▸ **What you will do**
Show each line below that contains the string "every". Case counts.

▸ **Listed records**
* Begin *

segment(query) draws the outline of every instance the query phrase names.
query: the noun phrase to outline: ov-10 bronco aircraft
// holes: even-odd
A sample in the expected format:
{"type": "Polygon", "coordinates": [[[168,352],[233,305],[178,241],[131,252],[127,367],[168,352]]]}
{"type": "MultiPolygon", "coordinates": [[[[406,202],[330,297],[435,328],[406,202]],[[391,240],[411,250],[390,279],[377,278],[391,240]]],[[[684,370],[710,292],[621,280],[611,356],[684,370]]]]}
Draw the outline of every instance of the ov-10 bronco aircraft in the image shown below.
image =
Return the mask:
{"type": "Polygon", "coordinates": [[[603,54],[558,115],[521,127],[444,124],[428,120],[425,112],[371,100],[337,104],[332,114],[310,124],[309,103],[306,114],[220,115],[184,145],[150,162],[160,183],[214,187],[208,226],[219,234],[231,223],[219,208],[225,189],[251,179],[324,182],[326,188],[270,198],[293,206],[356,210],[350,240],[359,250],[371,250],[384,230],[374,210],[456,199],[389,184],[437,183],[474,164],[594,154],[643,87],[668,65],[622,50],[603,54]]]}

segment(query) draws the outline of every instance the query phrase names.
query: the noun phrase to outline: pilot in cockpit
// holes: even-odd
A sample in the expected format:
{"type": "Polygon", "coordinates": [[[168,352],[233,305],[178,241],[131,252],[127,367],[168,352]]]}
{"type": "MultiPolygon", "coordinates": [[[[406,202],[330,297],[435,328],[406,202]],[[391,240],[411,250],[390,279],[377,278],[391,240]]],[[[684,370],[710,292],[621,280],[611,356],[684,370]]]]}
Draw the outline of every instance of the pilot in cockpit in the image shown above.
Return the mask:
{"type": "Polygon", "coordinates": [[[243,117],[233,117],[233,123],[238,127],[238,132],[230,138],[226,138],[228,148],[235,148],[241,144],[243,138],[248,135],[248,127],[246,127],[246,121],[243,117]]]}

* End *

▸ **Solution to the problem**
segment(query) draws the outline of every instance the query phrase names.
Draw the outline of every instance of the ov-10 bronco aircraft in the image shown below.
segment(query) draws the outline of every instance the query phrase names.
Draw the outline of every instance of the pilot in cockpit in the image shown above.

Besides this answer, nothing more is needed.